Data extracted from a collection
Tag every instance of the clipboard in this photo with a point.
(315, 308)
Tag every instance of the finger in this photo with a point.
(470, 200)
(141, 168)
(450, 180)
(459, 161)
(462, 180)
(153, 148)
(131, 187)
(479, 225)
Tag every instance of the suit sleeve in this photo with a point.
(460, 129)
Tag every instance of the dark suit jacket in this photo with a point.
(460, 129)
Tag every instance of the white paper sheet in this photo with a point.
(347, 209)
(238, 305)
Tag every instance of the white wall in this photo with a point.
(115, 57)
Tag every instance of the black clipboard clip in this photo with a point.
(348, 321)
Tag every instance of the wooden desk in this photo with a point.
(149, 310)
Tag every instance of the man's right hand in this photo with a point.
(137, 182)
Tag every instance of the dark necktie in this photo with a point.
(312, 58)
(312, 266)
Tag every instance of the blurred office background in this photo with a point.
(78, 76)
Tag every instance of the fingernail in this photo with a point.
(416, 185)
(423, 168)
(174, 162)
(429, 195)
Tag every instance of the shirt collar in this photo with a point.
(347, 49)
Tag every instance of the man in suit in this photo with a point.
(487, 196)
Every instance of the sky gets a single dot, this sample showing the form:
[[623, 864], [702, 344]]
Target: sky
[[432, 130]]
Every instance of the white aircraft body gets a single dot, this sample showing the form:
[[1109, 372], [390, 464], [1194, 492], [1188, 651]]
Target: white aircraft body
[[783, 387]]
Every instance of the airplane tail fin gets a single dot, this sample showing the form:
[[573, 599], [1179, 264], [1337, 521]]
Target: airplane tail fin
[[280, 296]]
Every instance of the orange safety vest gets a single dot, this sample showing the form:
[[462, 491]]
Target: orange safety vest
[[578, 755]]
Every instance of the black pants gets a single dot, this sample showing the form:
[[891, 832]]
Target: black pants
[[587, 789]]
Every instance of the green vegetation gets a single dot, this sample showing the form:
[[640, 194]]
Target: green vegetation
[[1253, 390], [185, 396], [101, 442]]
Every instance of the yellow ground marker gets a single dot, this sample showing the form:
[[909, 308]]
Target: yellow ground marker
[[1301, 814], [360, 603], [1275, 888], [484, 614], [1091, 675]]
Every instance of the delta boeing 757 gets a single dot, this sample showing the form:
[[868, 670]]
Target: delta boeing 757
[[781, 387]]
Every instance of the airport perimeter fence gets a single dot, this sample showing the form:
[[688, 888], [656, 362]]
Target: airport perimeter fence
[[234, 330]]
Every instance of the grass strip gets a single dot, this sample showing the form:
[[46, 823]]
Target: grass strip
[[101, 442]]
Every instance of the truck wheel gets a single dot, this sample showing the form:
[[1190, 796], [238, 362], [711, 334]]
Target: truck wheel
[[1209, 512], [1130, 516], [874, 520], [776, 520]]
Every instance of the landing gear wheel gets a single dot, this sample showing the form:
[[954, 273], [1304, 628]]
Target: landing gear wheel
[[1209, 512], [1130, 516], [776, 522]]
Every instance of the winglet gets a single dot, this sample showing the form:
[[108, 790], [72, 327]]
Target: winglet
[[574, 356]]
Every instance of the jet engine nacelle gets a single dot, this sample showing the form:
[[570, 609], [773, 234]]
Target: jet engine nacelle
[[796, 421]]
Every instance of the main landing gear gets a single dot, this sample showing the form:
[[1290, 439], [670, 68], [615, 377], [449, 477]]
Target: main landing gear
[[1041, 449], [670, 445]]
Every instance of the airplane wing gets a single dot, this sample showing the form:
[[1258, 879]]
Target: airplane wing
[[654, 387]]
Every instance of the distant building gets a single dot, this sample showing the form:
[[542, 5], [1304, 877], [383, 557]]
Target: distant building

— AIM OF THE TASK —
Please copy out each record, character for character.

— ANSWER TO THE EXERCISE —
Tag every instance of the clipboard in this photo with a point.
(315, 308)
Tag every instance of the finger in this photo with a point.
(470, 200)
(141, 168)
(450, 180)
(459, 161)
(462, 180)
(153, 148)
(131, 187)
(479, 225)
Tag every instance of the suit sleeve in this photo with a point.
(460, 129)
Tag every instance of the dark suit jacket in this photo with a point.
(460, 129)
Tag every instance of the white paper sheet in this photo with a point.
(347, 209)
(238, 305)
Tag every instance of the white wall in this photo with a point.
(115, 57)
Tag every instance of the black clipboard clip in this photo with a point.
(348, 321)
Tag every instance of the wooden desk in this photo with a point.
(149, 310)
Tag every instance of the man's right hand in this photo with a point.
(137, 182)
Tag every instance of the dark necktie in this photo with a point.
(312, 58)
(312, 266)
Tag every instance of the blurred office background in this photo with a point.
(78, 76)
Tag every instance of the fingernail in this photo with a point.
(416, 185)
(423, 168)
(174, 162)
(429, 195)
Tag every instance of the shirt collar in this photo with a point.
(347, 49)
Tag every instance of the man in suit in this photo with a point.
(487, 196)
Every instance of the sky gets a single dot, this sample showing the form:
[[623, 864], [702, 344]]
Target: sky
[[432, 130]]
Every instance of the white aircraft body gets a single dot, this sample showing the form:
[[1109, 372], [390, 464], [1194, 492], [1188, 651]]
Target: white aircraft body
[[783, 387]]
Every instance of the airplane tail fin gets a single dot, this sample showing the form:
[[573, 599], [1179, 264], [1337, 521]]
Target: airplane tail fin
[[280, 296]]
Every instance of the orange safety vest gets a single dot, this sample showing the form:
[[462, 491]]
Target: orange safety vest
[[578, 755]]
Every instance of the black pants gets a single dot, this sample showing the form:
[[891, 832]]
Target: black pants
[[587, 789]]
Every instance of the green vegetation gets a single dot, this sample showing the form:
[[640, 194]]
Target: green vegetation
[[1253, 390], [185, 396], [101, 442]]
Every instance of the yellow ground marker gets a single dot, this sample showing the form:
[[909, 308]]
Target: yellow ground marker
[[1301, 814], [360, 603], [1275, 888], [484, 614], [1091, 675]]
Every instance of the delta boeing 757 gets a single dot, this sample showing the form:
[[868, 670]]
Target: delta boeing 757
[[781, 387]]
Every instance of the airport perimeter fence gets a single dot, this sample showing the form:
[[688, 888], [656, 362]]
Target: airport perimeter fence
[[234, 330]]
Every instance of the grass strip gets a single dot, this sample showing the form:
[[46, 823]]
Target: grass strip
[[101, 442]]
Every instance of the truck wheel gets a single dot, this sample showing the form:
[[1190, 796], [238, 362], [711, 334]]
Target: truck wheel
[[1209, 512], [1130, 516], [874, 520], [776, 520]]
Every instance of the landing gear wheel gets a single dot, this sample showing the form:
[[954, 273], [1304, 628]]
Target: landing gear wheel
[[1209, 512], [1130, 516], [776, 522]]
Every instance of the winglet gets a single dot, this sample showing the form:
[[108, 790], [72, 327]]
Target: winglet
[[574, 356]]
Every instance of the jet engine nacelle gets a single dot, this sample showing the form:
[[570, 609], [773, 234]]
Target: jet engine nacelle
[[796, 421]]
Every instance of the main landing gear gets a single dot, this sample showing the form:
[[1290, 439], [670, 68], [615, 377], [449, 477]]
Target: main landing gear
[[1041, 449], [670, 445]]
Every instance of the airplane wing gets a single dot, this sample showing the form:
[[1258, 879]]
Target: airplane wing
[[654, 387]]
Every instance of the distant building gets a single dot, this sample showing the form:
[[542, 5], [1304, 877], [383, 557]]
Target: distant building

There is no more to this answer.